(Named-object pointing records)
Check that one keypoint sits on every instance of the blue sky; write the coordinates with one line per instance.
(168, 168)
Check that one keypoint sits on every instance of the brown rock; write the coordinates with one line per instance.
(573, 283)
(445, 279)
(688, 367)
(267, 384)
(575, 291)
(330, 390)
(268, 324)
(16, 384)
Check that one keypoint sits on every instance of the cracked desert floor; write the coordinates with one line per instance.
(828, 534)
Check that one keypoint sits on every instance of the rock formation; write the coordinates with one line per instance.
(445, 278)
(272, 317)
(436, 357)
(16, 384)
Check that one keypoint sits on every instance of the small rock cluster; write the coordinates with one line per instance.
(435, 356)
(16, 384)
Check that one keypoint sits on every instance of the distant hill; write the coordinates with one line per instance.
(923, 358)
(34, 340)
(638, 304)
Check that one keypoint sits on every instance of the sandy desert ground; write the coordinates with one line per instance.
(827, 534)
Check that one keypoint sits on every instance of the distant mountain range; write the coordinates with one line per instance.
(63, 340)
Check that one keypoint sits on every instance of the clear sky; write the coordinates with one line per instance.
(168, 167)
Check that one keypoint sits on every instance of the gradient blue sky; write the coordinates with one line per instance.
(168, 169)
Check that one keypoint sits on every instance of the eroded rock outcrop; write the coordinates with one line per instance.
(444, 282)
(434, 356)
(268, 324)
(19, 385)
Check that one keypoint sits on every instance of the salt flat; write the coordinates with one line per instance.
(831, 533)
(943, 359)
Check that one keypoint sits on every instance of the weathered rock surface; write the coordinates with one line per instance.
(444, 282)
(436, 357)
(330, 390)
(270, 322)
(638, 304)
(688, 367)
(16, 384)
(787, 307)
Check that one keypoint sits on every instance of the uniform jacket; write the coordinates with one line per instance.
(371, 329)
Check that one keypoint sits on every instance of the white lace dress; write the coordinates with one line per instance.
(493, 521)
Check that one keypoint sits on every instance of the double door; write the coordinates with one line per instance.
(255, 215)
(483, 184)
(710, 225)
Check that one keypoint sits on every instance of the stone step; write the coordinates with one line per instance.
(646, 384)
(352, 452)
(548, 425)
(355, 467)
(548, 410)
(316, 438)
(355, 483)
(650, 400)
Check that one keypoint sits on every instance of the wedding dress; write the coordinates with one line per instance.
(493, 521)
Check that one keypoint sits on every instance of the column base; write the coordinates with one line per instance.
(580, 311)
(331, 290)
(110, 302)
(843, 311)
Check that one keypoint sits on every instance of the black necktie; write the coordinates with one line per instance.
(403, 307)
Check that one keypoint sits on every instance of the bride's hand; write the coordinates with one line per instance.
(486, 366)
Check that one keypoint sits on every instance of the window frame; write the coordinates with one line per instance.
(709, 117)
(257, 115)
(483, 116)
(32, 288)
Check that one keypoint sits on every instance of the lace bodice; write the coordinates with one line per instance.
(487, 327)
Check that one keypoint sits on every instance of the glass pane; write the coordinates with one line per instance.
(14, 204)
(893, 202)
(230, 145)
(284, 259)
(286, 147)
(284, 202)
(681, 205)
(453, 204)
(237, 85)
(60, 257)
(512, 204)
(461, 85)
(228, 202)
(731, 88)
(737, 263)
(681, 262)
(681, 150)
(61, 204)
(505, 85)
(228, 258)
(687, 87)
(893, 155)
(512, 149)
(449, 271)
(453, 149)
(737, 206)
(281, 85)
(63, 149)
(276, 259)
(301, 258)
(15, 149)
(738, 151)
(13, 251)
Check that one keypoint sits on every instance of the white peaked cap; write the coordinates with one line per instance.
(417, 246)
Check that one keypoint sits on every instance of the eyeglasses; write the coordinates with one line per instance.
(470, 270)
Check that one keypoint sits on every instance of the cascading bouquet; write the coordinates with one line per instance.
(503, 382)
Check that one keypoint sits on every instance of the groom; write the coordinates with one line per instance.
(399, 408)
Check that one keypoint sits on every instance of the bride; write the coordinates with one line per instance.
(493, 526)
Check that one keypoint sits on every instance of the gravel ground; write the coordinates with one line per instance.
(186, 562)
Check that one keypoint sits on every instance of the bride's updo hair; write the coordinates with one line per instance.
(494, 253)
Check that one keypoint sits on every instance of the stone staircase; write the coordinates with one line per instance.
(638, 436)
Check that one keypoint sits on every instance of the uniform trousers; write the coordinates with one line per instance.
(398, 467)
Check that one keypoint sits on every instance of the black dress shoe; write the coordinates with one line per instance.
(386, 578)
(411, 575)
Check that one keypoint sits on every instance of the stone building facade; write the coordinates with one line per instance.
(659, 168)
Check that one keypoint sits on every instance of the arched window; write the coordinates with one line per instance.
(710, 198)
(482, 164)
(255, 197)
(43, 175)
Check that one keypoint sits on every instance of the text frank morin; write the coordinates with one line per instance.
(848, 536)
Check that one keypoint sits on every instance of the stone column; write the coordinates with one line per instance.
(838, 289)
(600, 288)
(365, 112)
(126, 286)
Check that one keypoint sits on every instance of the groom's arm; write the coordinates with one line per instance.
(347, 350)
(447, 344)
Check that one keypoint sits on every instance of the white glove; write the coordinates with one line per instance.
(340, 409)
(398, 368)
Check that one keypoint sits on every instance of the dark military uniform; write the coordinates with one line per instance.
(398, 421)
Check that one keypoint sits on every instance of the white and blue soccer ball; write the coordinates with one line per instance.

> _Objective_
Using the data above, repeat every line exactly.

> _Written answer_
Check that one keypoint sits on every instance of the blue sky; write the coordinates with one line per instance.
(168, 168)
Check that one keypoint sits on every instance of the brown rock; write the coordinates with one line per instance.
(573, 283)
(445, 279)
(688, 367)
(267, 384)
(575, 291)
(330, 390)
(268, 324)
(16, 384)
Check that one keypoint sits on every instance of the cracked desert floor; write the coordinates with one line per instance.
(828, 534)
Check that one keypoint sits on every instance of the rock formation; write the coordinates with one line per instance.
(445, 278)
(272, 317)
(436, 357)
(16, 384)
Check that one keypoint sits on every instance of the small rock cluster; write the coordinates with one line per instance.
(435, 356)
(16, 384)
Check that one keypoint sits on every instance of the distant hill; write the coordinates with one line per instance.
(923, 358)
(34, 340)
(638, 304)
Check that one keypoint sits on every instance of the sandy desert ground; write the coordinates with one line per instance.
(827, 534)
Check that one keypoint sits on every instance of the distant mountain range; write the coordinates with one line per instance.
(63, 340)
Check that one keypoint sits on every instance of the clear sky; write the coordinates with one line per instance.
(168, 167)
Check that one keypoint sits on every instance of the gradient blue sky; write the coordinates with one line per instance.
(168, 169)
Check that one keypoint sits on every instance of the eroded rock outcrop; write the coordinates with one line per instance.
(444, 282)
(434, 356)
(268, 324)
(19, 385)
Check that one keypoint sits on every instance of the salt flat; write the coordinates with one line per instance.
(831, 533)
(943, 359)
Check that one keypoint sits on every instance of the weathered rock surface; write the coordinates with one line per instance.
(444, 282)
(436, 357)
(330, 390)
(270, 322)
(638, 304)
(688, 367)
(16, 384)
(787, 307)
Check that one keypoint sits on every instance of the uniform jacket; write the coordinates with one line per instance.
(371, 329)
Check that one keypoint sits on every instance of the white lace dress; write the coordinates with one line per instance.
(493, 521)
Check that one keypoint sits on every instance of the double door; write the coordinates with one line per instance.
(255, 215)
(483, 184)
(710, 225)
Check that one keypoint sits on every instance of the stone step; write the coordinates with one line per instance.
(646, 384)
(352, 452)
(548, 425)
(355, 467)
(548, 410)
(316, 438)
(355, 483)
(650, 400)
Check that one keypoint sits on every instance of the wedding dress; write the coordinates with one line per instance.
(493, 521)
Check that one keypoint sits on every instance of the column base; write the coordinates with one line per instance.
(580, 311)
(331, 290)
(110, 302)
(843, 311)
Check that one keypoint sits on every instance of the black necktie; write the coordinates with one line per instance.
(403, 307)
Check that one keypoint sits on every instance of the bride's hand; write the coordinates with one line per instance.
(486, 366)
Check that one keypoint sits on every instance of the window frame; write the coordinates with one line per instance.
(709, 117)
(257, 115)
(483, 116)
(32, 288)
Check that one keypoint sits on every instance of the lace bodice; write the coordinates with one line per instance.
(487, 327)
Check that one keypoint sits on every instance of the glass pane; write the coordinates with one line per instance.
(14, 204)
(893, 202)
(230, 145)
(284, 259)
(286, 147)
(284, 202)
(681, 205)
(453, 204)
(237, 85)
(60, 257)
(512, 204)
(461, 85)
(228, 202)
(731, 88)
(737, 263)
(681, 262)
(681, 150)
(61, 204)
(505, 85)
(228, 258)
(687, 87)
(893, 155)
(512, 149)
(449, 271)
(453, 149)
(737, 206)
(281, 85)
(63, 149)
(276, 259)
(301, 258)
(15, 149)
(738, 151)
(13, 251)
Check that one keypoint sits on every instance of the white peaked cap; write the coordinates with one line per instance.
(417, 246)
Check that one keypoint sits on every instance of the eyeglasses; write the coordinates with one line per instance.
(470, 270)
Check that one keypoint sits on every instance of the cascading bouquet; write the coordinates with one line per instance.
(503, 382)
Check that one keypoint sits on every instance of the groom; write the coordinates with one line per instance.
(399, 408)
Check that one keypoint sits on every instance of the bride; write the coordinates with one line per instance.
(493, 526)
Check that one keypoint sits on every instance of the gravel ground; write the coordinates with one line per instance.
(186, 562)
Check that one keypoint sits on every instance of the bride's updo hair; write the coordinates with one line per instance.
(494, 253)
Check that one keypoint sits on every instance of the stone staircase; write the coordinates with one line per instance.
(638, 436)
Check that one keypoint sits on every instance of the uniform trousers; write the coordinates with one line per instance.
(398, 467)
Check that one keypoint sits on every instance of the black dress shoe; write the coordinates with one line per instance.
(386, 578)
(411, 575)
Check that one keypoint sits on every instance of the stone building facade; write the coordinates with one line per instance.
(659, 168)
Check that one keypoint sits on every instance of the arched window; write the coordinates with one line per instance.
(710, 198)
(482, 164)
(255, 197)
(43, 175)
Check that one keypoint sits on every instance of the text frank morin; write the coordinates with one line per instance.
(848, 536)
Check that one keypoint sits on every instance of the stone column; write the coordinates with one line per instance.
(838, 289)
(600, 288)
(365, 112)
(126, 286)
Check that one keypoint sits on every instance of the groom's arm; write the coordinates with one line per instance.
(347, 350)
(447, 344)
Check that one keypoint sits on every instance of the white glove; write the coordinates with one line per instance.
(340, 409)
(398, 368)
Check that one keypoint sits on every instance of the dark military uniform; write the coordinates with one line per instance.
(398, 421)
Check that one keypoint sits on every instance of the white and blue soccer ball; write the coordinates with one line per instance.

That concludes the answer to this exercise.